Please switch every "detections" in the data below to "predictions" and reproduce it with nothing else changed.

Box-labeled dataset extracts:
++++++++
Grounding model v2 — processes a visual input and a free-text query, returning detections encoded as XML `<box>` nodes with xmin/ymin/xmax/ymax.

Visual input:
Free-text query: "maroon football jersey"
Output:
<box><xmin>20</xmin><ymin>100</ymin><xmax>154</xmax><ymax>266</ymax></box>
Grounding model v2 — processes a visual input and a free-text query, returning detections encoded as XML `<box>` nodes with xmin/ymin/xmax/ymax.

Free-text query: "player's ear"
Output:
++++++++
> _Output_:
Grounding model v2 — processes a visual input and a free-text query, returning predictions encoded as XML `<box>` nodes with xmin/ymin/xmax/ymax.

Visual input:
Free-text query: "maroon football jersey"
Output:
<box><xmin>20</xmin><ymin>100</ymin><xmax>154</xmax><ymax>266</ymax></box>
Grounding model v2 — processes a visual input and a free-text query, returning predictions encoded as XML `<box>` nodes with xmin/ymin/xmax/ymax.

Free-text query: "player's ear"
Output:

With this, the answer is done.